Write the continuation of the passage below about the JBL QuantumENGINE software, beginning after its last sentence.

======== Passage

Software… as mentioned above, when you first plug in the JBL Quantum ONE gaming headset to your computer, you are prompted to download the JBL QuantumENGINE Windows application. Like most peripheral device applications, QuantumENGINE lets you adjust the equalizer settings, lighting, spatial sound, microphone, update software/firmware, and even has link to the manual and FAQs.
JBL attempted to make the interface futuristic and trendy and, to be honest, it looks kind of dated. It’s not that it doesn’t work but something just looks and feels off about it. On the home page, you are shown quick settings across the top including volume, microphone activity, game/chat balance, spatial sound toggle, head tracker toggle, and quick access to re-centering the headset. Just below this on the far right is an option to save or edit the current profile. Underneath this is a red outline of your headset positioning. As you turn your head around, the headset on-screen follows so you can see the orientation.
Along the left side are your rectangular option buttons. From top to bottom these are Equalizer, Lighting, Spatial Sound, Microphone, System Software, and Help. For Equalizer options, you can choose between Bass Boost, Bass Cut, Clarity, Flat, FPS, High End Boost, or Long Session. In addition, you can copy a preset then adjust 10 frequency sliders to fine-tune your preferred audio settings.
The Lighting tab lets you toggle the RGB lighting on or off, as well as set the colours for the three different zones. Not only can you set the colours but you can set multiple colours for each zone and adjust how long they cycle. It’s a bit clunky to do but once you’ve played with it for awhile, it’s not that bad overall.
Spatial Sound is the section you’ll definitely want to hit up. Here you can choose between QuantumSPHERE 360 or DTS, or turn spatial audio off altogether. With QuantumSPHERE, you do have to specify your head size which, if you want an accurate sound stage, you’ll want to do. You can choose S/M/L or go into the Advanced Mode and set your height and head diameter. I was skeptical at first but you can notice a slight difference as you adjust both of these. Finally, you can check the channel setup as well as start the HRTF calibration. To do this, you’ll need to unplug the microphone, plug the calibration mic into the headset, and place the included calibration mic into your left ear. After it runs a few tests, it will prompt you to move the mic to your right ear. Once done, it will generate an HRTF profile for you and let you compare it to the default settings. Personally, I liked the default settings even after I ran the HRTF calibration twice.

================
======== Recorded data

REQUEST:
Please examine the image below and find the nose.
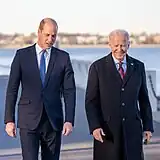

================

▸ Result of the exercise:
Net, the Microphone tab lets you see the current mic level, set the mic volume, and adjust the sidetone level (0/1/2/3). As I’ll discuss further below, there are some drawbacks to enabling sidetone on this headset.
Finally, the System Software and Help sections are pretty self explanatory. The first allows you to check for QuantumENGINE updates or firmware updates for the headset itself. When I first received the headset, there was a firmware update and it was sent another one recently which I imagine cleared up some of the earlier issues other reviewers encountered.
Regardless of looks or lighting options, sound and microphone quality need to be top-notch for any gaming headset. With Spatial Sound on, the 50mm dynamic drivers used in the JBL Quantum ONE sounds fantastic with its 7.1 Surround Sound soundstage. Positional audio while gaming is fantastic and the audio is pretty balanced across lows, highs, and mids. Personally, I liked the Bass Boost EQ setting the best to get that little extra bass out of the headset.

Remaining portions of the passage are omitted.